··· Passage provided
Basically colony wealth should only ever attract low level basic human raids. And defensive strength should be the attractor for most of the other heavy hitting raids. That way the player can down scale their defenses if they are attracting too much attention. The important part will be balancing basic raid strength so as to make sure there is always at least some threat to encourage building defenses.

These are good suggestions.  However, there still needs to be some mechanism to determine the basic strength level of any raid or pack that is generated.

I think raid strength should fundamentally be time-dependent.  A simple line or curve whose slope (or equivalent if a curve) increases with difficulty level (basebuilder would be pretty flat, extreme quite steep).  Difficulty *should* increase with time, requiring a colony to advance to survive. 

That said, the basic shape of the time curve should be modified by things like:
1.  Total number of colonists (potentially could make violent-capable pawns count more toward this than non-violent)
······
- **Tasks for this exercise**
[1] State whether each statement agrees with the raid strength discussion, answering yes or no and quoting the words of the text that decide it. (a) Colony wealth should attract only low-level basic human raids. (b) Raid strength should be independent of time. (c) On basebuilder difficulty, the time curve should be steep.
[2] Write the next part of the raid strength discussion, picking up after its last line.
··· Excerpted records
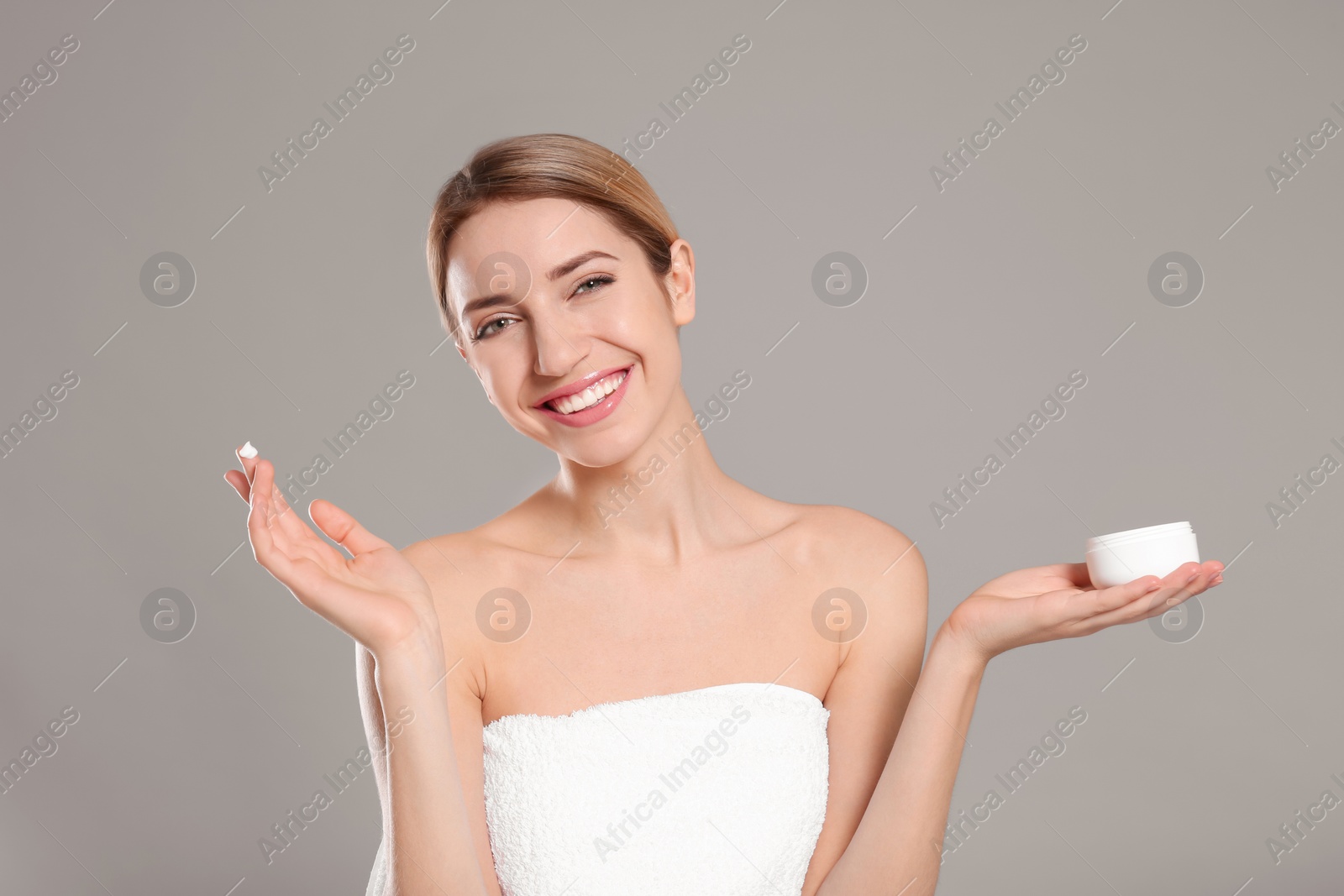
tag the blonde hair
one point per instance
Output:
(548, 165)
······
··· Excerpted records
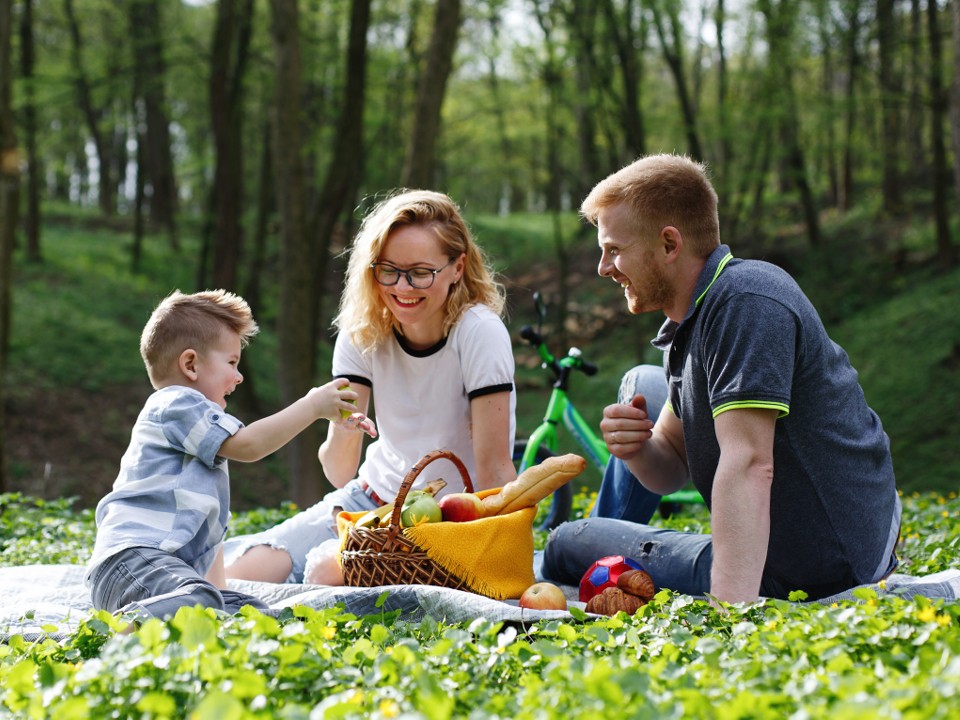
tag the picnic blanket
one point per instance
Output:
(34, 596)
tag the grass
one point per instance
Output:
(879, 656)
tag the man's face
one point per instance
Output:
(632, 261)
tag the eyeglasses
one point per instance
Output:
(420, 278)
······
- **Answers to the problems**
[1]
(a) Yes: "Basically colony wealth should only ever attract low level basic human raids."
(b) No: "I think raid strength should fundamentally be time-dependent."
(c) No: "basebuilder would be pretty flat, extreme quite steep"

[2]
2.  Combined strength of combat-capable animals.  Four rhinos/elephants/thrumbos should add more to raid strength than 4 artic foxes, for example.
2.  Number of defensive installations (traps, turrets, sandbags, mortars, IEDs, etc), including those in storage
3.  Highest-technology level of armor and weapon(s) equipped or in storage (i.e. there's an orbital bombardment device in storage so raids would be a little stronger, even if everyone is using bows and clubs)
4.  Total number of defensively useful structures (i.e. doors and walls).   This would have to be balanced against the total number of colonists so that an ordinary base appropriate to the population isn't punishing but someone who has built 300 doors to maximize door peeking or a vast maze of double-thick walls will see more difficult raids.  This factor could potentially be used to penalize mountain bases without requiring massive infestations as a counter.  A mountain base could simply count as a huge number of walls.

And on top of that, the current concept of adaptation also should be incorporated to dynamically adjust the raid strength *somewhat* in response to  spectacular success or failure of the previous raid to help prevent death spirals.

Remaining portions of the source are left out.